WRITTEN INSTRUCTION: Copy out the full forum thread below about building a tilt front end, word for word.

TEXT TO READ:
* Start *
# tilt front end



## THEREGAL (Dec 11, 2004)

91 s10 blazer i want the the whole clip, hood fenders bumper ect to flip, how would u go about it


----------



## THEREGAL (Dec 11, 2004)

too early in the morning to get answers on this


----------



## THEREGAL (Dec 11, 2004)

no one on here has done it or knows how to do it, come on guys i know there are some smart motherfuckers on here, i need help


----------



## slo (Jan 12, 2004)

not as easy as oyou think and even harder to explain bro....


----------



## THEREGAL (Dec 11, 2004)

belive me i don't think its easy to begin with, and any good pictures of how others tilted their front ends would be helpfull, i can't find any helpful pictures


----------



## Reverend Hearse (Jan 2, 2006)

ttt for pics....


----------



## FreddieD (Feb 2, 2004)

Look at my old post, I put up a few of my fleetwood. It should give you an idea.
Its a bitch to do it and even harder to do it right.
Good luck.


----------



## THEREGAL (Dec 11, 2004)

> _Originally posted by FreddieD_@Jun 3 2006, 06:37 PM~5546402
> *Look at my old post, I put up a few of my fleetwood. It should give you an idea.
> Its a bitch to do it and even harder to do it right.
> Good luck.
> *


thanx i seen your pics i seen the framing for the front end but its the hinging system i need help with also the way to make the bottom of the fenders clear the body when its opening and closing it seems like its gonna have to slide forward a bit before it can swing open, and id also like to be able to open the hood when its flipped up, thanx tho any more info would be great


----------



## Airborne (Oct 23, 2005)
* End *
DATASET SECTION:
* Start *
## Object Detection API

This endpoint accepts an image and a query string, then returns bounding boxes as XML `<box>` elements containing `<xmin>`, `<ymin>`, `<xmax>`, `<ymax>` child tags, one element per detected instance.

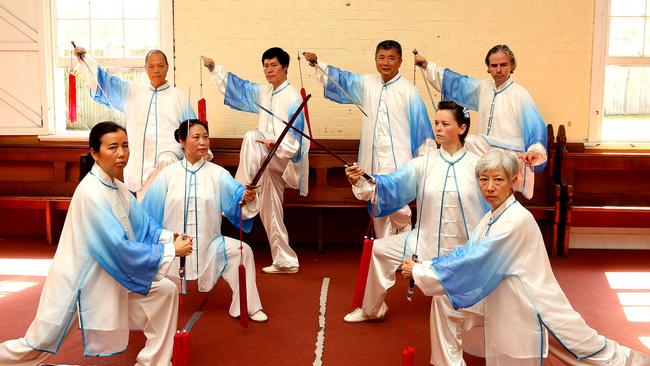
* End *
TASK OUTPUT:
# tilt front end



## THEREGAL (Dec 11, 2004)

91 s10 blazer i want the the whole clip, hood fenders bumper ect to flip, how would u go about it


----------



## THEREGAL (Dec 11, 2004)

too early in the morning to get answers on this


----------



## THEREGAL (Dec 11, 2004)

no one on here has done it or knows how to do it, come on guys i know there are some smart motherfuckers on here, i need help


----------



## slo (Jan 12, 2004)

not as easy as oyou think and even harder to explain bro....


----------



## THEREGAL (Dec 11, 2004)

belive me i don't think its easy to begin with, and any good pictures of how others tilted their front ends would be helpfull, i can't find any helpful pictures


----------



## Reverend Hearse (Jan 2, 2006)

ttt for pics....


----------



## FreddieD (Feb 2, 2004)

Look at my old post, I put up a few of my fleetwood. It should give you an idea.
Its a bitch to do it and even harder to do it right.
Good luck.


----------



## THEREGAL (Dec 11, 2004)

> _Originally posted by FreddieD_@Jun 3 2006, 06:37 PM~5546402
> *Look at my old post, I put up a few of my fleetwood. It should give you an idea.
> Its a bitch to do it and even harder to do it right.
> Good luck.
> *


thanx i seen your pics i seen the framing for the front end but its the hinging system i need help with also the way to make the bottom of the fenders clear the body when its opening and closing it seems like its gonna have to slide forward a bit before it can swing open, and id also like to be able to open the hood when its flipped up, thanx tho any more info would be great


----------



## Airborne (Oct 23, 2005)